> [Tarefa proposta]: No trecho citado sobre a Lei 13.670/2018, qual é o prazo que as autoridades fiscais têm para indeferir ou homologar expressamente uma compensação? Responda em uma frase, por favor.

> [Trecho citado]:
"""

Uma das mais conhecidas metáforas para exemplificar a intransigência e a arbitrariedade é a do garoto que, como dono da bola, a leva embora justamente quando seu time perde. Ele prefere encerrar o jogo do que admitir e conviver com a derrota. Típico exemplo de mau perdedor. Infelizmente, exemplos como esse não se limitam às atividades recreativas, alcançando as relações entre o Fisco e os contribuintes.
Nos referimos à recém editada Lei 13.670/2018 que, dentre inúmeras alterações, modifica o artigo 74, § 3.º, inciso VII, da Lei n.º 9.430/96, ao determinar que o crédito informado em declaração de compensação, cuja análise de liquidez e certeza venha a estar sob procedimento de fiscalização, não poderá mais ser objeto de compensação.
Melhor explicando: os contribuintes que se veem diante de exigência ilegal e/ou inconstitucional têm o direito constitucional de ingressar judicialmente para afastá-la. Invariavelmente obtêm êxito em suas demandas e, em possuindo valores a recuperar, poderão habilitar seus créditos perante a Receita Federal do Brasil e, na sequência, apresentar a chamada declaração de compensação, meio pelo qual utilizarão os valores indevidamente recolhidos para a quitação de outros tributos federais vincendos.
Após a apresentação da declaração de compensação, as autoridades fiscais têm resguardado o direito, em até 5 anos, de indeferir a compensação ou expressamente homologá-la, sendo que, se nada fizerem dentro desse prazo, a compensação do contribuinte será tacitamente homologada e os débitos compensados serão considerados extintos.
Essa sistemática, se não é perfeita, vem se mostrando bastante adequada ao longo de mais de vinte anos, permitindo que os contribuintes monetizem créditos já reconhecidos pelo poder judiciário, sem retirar das autoridades fiscais o direito/dever de verificar a coerência entre o procedimento do contribuinte e aquilo que lhe foi reconhecido judicialmente.
Com a alteração introduzida pela Lei 13.670/2018, todavia, as autoridades estarão legitimadas a agir da mesma forma que o garoto dono da bola: a seu exclusivo critério poderão ‘paralisar o jogo’, ao determinar que o mero início do procedimento de fiscalização do crédito – algo que já lhe era assegurado pela legislação anterior – suspenderá futuras compensações indefinidamente.

"""

(Registros brutos)
"""

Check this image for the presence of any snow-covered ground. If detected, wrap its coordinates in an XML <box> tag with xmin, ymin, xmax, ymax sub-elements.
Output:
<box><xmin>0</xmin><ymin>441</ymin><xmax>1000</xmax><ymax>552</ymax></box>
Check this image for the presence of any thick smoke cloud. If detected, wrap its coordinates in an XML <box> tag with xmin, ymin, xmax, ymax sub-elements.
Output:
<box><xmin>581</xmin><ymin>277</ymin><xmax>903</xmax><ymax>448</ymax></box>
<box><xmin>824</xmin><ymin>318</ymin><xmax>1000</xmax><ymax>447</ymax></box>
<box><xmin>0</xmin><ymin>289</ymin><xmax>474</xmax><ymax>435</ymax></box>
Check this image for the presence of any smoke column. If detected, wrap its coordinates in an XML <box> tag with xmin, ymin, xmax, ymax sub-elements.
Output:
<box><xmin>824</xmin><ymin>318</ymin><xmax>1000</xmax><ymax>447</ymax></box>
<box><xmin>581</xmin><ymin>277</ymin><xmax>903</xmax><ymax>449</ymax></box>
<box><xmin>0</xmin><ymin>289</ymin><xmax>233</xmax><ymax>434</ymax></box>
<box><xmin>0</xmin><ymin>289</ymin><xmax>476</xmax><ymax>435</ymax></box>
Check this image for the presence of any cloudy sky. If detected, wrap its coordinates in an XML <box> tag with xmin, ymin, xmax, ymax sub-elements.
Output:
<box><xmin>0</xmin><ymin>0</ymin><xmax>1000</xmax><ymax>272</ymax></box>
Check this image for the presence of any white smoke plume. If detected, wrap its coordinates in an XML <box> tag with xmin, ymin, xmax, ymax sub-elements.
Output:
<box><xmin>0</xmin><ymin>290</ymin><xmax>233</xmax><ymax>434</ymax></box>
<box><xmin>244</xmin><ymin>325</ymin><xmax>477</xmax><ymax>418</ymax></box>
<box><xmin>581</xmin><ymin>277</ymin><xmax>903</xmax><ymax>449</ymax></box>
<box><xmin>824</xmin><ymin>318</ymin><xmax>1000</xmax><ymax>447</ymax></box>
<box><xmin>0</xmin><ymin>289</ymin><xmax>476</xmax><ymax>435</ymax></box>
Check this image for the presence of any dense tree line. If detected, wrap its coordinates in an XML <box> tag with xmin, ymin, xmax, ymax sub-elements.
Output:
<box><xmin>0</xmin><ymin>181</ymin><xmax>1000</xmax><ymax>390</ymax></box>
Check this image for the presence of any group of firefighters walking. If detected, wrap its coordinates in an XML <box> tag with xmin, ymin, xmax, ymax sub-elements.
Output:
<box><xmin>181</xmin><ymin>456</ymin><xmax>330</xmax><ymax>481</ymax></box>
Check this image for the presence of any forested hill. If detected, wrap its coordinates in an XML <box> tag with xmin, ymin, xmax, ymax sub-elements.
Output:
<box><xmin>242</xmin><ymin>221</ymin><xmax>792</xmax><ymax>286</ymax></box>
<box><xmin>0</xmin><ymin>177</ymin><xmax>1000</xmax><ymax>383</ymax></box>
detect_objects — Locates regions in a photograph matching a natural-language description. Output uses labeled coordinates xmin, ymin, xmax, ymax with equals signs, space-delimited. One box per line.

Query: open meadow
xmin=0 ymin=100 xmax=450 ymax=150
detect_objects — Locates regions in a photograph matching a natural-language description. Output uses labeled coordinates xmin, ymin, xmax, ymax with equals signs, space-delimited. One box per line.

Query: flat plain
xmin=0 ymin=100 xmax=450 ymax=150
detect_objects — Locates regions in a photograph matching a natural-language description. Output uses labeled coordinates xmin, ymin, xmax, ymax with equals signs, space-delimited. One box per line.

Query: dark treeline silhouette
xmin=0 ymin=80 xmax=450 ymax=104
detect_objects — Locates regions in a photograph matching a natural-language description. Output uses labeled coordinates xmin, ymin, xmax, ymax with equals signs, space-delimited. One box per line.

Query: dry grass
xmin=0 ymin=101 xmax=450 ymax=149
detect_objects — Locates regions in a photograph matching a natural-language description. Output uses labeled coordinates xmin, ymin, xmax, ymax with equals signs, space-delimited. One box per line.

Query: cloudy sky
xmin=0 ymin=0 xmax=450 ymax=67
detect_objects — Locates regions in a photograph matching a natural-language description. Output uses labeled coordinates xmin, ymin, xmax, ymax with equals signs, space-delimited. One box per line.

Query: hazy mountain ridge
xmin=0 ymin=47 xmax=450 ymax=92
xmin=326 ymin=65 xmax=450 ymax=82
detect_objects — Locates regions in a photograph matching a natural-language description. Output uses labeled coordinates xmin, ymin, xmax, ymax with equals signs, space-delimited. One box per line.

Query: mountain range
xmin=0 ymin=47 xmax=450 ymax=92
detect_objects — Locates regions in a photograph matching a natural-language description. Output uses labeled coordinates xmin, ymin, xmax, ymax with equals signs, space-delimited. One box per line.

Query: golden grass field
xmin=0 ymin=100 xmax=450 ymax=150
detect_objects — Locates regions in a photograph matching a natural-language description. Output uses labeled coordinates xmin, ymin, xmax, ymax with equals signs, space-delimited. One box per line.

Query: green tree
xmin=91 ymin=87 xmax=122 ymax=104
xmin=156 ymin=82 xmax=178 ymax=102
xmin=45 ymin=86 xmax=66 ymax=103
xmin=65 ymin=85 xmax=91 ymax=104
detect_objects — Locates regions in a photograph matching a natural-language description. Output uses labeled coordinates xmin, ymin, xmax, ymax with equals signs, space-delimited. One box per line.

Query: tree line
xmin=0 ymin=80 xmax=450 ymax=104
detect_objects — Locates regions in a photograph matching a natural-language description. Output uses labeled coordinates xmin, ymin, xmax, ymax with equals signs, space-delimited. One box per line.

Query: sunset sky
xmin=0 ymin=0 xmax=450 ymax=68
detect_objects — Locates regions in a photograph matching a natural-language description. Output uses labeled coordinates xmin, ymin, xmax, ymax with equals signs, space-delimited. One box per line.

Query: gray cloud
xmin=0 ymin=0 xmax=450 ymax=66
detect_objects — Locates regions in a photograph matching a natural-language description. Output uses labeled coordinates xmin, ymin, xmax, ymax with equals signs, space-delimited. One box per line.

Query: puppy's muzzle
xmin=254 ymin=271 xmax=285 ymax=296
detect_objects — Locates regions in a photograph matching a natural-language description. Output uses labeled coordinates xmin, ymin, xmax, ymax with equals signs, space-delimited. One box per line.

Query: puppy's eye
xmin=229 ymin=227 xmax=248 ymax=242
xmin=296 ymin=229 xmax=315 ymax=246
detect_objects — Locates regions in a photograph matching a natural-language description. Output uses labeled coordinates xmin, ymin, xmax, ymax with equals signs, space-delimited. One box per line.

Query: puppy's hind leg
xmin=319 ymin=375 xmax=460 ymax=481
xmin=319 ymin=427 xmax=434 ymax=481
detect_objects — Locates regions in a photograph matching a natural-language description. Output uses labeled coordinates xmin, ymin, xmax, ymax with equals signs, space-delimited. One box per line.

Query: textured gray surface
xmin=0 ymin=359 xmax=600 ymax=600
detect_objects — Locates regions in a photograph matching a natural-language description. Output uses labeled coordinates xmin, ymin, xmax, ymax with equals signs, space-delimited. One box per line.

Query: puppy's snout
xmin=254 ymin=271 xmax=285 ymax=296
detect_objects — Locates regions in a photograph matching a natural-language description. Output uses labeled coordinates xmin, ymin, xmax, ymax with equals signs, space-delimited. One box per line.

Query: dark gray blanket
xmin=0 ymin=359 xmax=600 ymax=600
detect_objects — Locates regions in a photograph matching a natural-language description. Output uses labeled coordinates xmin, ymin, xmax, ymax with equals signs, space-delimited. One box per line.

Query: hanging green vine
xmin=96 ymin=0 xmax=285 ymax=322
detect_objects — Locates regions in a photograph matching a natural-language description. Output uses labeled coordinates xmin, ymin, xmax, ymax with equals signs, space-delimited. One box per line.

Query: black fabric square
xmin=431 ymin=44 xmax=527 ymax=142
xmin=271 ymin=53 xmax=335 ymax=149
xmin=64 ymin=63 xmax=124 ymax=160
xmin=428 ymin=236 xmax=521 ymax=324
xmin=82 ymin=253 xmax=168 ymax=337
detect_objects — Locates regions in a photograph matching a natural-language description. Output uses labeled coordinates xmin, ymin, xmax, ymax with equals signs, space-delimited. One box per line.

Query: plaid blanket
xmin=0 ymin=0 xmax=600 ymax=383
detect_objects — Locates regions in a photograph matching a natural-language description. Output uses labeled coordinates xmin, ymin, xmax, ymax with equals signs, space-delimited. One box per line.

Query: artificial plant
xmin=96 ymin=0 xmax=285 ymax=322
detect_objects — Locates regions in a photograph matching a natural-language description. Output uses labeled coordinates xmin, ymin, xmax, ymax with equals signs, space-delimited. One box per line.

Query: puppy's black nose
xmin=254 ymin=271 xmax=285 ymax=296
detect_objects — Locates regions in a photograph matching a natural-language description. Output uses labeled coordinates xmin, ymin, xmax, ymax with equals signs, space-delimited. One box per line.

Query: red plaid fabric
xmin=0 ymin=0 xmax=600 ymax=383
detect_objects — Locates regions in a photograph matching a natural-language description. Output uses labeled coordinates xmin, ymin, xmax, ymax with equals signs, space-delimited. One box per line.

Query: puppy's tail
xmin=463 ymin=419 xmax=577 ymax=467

"""

> [Resultado do exercício]: As autoridades fiscais têm até 5 anos, após a apresentação da declaração de compensação, para indeferi-la ou homologá-la expressamente.